- WRITTEN PROBLEM
Identify every line in the listing below that contains the string "glass", and copy each such line. Case counts, so match the string only as it is capitalized here.

- DATA PROVIDED
○ ○ ○ ○ ○ ○ ○
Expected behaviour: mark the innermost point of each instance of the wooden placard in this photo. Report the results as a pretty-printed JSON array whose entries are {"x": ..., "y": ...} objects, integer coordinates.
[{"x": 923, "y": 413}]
○ ○ ○ ○ ○ ○ ○
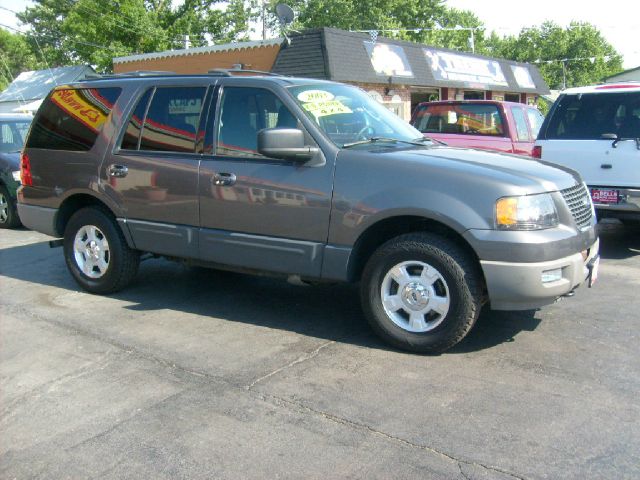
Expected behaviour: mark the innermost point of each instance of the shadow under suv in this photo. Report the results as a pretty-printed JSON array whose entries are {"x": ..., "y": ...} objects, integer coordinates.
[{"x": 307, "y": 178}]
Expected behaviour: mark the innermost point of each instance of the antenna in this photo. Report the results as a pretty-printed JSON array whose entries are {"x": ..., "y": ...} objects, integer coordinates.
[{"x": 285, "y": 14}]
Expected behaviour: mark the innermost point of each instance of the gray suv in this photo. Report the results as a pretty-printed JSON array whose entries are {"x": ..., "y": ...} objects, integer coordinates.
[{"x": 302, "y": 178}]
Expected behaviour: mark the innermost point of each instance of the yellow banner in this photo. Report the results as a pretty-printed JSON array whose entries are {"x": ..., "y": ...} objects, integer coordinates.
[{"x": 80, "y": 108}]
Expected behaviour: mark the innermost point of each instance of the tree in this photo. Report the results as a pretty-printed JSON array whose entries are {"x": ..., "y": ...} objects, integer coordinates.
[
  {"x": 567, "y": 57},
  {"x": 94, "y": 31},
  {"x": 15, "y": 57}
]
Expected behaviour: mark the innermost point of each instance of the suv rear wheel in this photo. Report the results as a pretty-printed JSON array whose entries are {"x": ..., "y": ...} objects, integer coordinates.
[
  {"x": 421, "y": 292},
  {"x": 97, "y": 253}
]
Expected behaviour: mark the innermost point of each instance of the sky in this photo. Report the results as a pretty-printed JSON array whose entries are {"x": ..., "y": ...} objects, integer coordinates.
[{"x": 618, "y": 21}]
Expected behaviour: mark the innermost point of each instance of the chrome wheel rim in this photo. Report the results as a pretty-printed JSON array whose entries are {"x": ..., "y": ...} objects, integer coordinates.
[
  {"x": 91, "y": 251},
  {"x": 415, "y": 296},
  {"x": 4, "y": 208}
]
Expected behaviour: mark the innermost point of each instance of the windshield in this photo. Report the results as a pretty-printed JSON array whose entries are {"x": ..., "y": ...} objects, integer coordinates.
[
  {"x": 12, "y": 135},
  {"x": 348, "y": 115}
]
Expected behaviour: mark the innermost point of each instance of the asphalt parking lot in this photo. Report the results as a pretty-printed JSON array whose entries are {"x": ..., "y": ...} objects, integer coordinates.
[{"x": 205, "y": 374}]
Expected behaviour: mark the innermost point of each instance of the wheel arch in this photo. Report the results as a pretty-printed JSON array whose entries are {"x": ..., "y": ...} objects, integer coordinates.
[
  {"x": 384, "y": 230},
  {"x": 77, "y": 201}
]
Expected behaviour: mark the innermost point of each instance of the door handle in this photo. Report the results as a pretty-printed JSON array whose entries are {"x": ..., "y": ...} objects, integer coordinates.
○ ○ ○ ○ ○ ○ ○
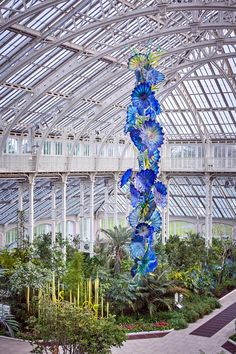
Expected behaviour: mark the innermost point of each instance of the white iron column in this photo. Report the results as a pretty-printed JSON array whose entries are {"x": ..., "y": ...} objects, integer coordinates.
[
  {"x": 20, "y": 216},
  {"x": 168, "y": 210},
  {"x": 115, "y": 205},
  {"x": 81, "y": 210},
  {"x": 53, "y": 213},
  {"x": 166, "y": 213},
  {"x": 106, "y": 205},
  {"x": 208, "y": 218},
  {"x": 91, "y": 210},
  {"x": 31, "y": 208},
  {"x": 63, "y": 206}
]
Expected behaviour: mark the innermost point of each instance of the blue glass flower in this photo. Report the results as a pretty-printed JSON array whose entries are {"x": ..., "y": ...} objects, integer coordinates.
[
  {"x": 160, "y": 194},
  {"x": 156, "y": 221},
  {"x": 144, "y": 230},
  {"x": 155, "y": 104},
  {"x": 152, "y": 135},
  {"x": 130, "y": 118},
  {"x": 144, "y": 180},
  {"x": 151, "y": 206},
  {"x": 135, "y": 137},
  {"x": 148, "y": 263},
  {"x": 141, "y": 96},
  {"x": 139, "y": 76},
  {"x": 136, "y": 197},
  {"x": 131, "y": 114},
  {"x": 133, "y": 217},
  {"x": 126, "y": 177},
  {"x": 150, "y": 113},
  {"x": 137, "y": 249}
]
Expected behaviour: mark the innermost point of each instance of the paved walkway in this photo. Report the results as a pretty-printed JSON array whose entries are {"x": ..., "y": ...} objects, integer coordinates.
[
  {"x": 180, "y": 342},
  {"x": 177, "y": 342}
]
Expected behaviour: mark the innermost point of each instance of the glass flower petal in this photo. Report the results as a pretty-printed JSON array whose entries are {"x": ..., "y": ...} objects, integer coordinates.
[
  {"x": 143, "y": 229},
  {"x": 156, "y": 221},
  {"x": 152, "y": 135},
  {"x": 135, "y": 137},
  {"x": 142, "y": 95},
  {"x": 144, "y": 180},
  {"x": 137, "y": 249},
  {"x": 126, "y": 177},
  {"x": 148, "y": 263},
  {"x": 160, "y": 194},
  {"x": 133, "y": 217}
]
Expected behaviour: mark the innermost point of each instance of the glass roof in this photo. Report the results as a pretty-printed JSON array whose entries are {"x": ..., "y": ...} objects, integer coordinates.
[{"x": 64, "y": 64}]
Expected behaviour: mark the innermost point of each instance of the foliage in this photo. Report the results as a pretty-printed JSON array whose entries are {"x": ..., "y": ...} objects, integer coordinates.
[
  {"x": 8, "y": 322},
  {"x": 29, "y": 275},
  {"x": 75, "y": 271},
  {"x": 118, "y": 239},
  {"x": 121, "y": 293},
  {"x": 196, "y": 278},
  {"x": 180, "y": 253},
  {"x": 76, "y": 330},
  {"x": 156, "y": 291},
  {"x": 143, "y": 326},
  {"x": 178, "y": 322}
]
○ ○ ○ ○ ○ ○ ○
- SOLUTION FOR THIS TASK
Expected behaviour: mark the innermost point of each instance of the blue glass flower in this photo. Report the results as a pretty-printed JSON array whose entries are {"x": ..., "y": ...} objects, integer coordinates.
Expected behaviour: mark the innermost point of each instance of the glass flower petal in this photo. Report the results as a pretty-printed JSON array whose entries are {"x": ..., "y": ...} objects, integer coordinates.
Expected behaviour: mark the innermost point of each instance of the glass roof in this photo. Report the results as a pretty-printed JSON array whose entries are {"x": ..., "y": ...} objects, integer coordinates.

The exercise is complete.